Records from a data collection:

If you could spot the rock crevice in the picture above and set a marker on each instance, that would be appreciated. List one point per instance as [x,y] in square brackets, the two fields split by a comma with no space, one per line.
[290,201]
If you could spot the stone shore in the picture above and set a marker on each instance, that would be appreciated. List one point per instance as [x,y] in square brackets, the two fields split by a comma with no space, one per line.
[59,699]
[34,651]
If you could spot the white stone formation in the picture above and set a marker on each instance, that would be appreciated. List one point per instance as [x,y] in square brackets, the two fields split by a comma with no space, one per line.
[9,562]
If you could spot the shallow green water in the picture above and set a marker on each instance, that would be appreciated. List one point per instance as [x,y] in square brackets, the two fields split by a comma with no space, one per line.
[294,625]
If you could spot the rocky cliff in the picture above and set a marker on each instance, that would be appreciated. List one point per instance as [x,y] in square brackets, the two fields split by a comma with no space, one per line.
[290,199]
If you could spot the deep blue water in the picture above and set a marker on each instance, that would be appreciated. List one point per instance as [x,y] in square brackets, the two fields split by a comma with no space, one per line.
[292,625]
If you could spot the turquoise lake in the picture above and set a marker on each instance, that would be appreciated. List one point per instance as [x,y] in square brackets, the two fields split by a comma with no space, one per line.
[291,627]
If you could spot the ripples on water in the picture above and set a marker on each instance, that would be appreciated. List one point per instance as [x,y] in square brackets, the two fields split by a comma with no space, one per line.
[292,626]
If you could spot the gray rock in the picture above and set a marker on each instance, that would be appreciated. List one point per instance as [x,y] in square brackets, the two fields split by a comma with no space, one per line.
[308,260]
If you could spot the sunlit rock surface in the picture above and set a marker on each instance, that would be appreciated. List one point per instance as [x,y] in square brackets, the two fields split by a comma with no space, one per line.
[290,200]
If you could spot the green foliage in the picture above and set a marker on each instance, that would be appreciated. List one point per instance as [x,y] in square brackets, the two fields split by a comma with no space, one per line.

REQUEST:
Copy, character for character, the lines from the line that holds "If you could spot the deep" through the final line of the records above.

CORRECT ANSWER:
If you could spot the deep blue water in the picture above and set a marker on each instance, that would be appreciated. List one point per instance as [x,y] in square brackets, the two fields split by a comma with no space, one per line.
[292,625]
If you could spot the turquoise lake in the picture above and set a marker on each instance, that would be appreciated. List one point per instance as [x,y] in square brackets, the two fields split by a comma with no space, one per line.
[291,627]
If you could spot the ripples on water in the picture above and set a marker on each instance, that would be appreciated. List one point per instance as [x,y] in square brackets, the two fields split by a comma with no space, one per line.
[292,626]
If you could spot the gray rock in the picture above and set a marker on each instance, that would be appreciated. List one point per instance as [x,y] in square brackets, the two fields split by a comma with no space, one per line.
[308,260]
If you could spot the sunlit rock surface in the picture above and set a marker on each instance, that would be appreciated. List one point per instance as [x,y] in square brackets, the two fields split by a comma with no space, one per line.
[290,200]
If you could spot the green foliage in the picture above and set a marker on each instance, that would be appreciated. List one point per instance as [x,y] in square brackets, the two fields split by a comma with no space, one per line.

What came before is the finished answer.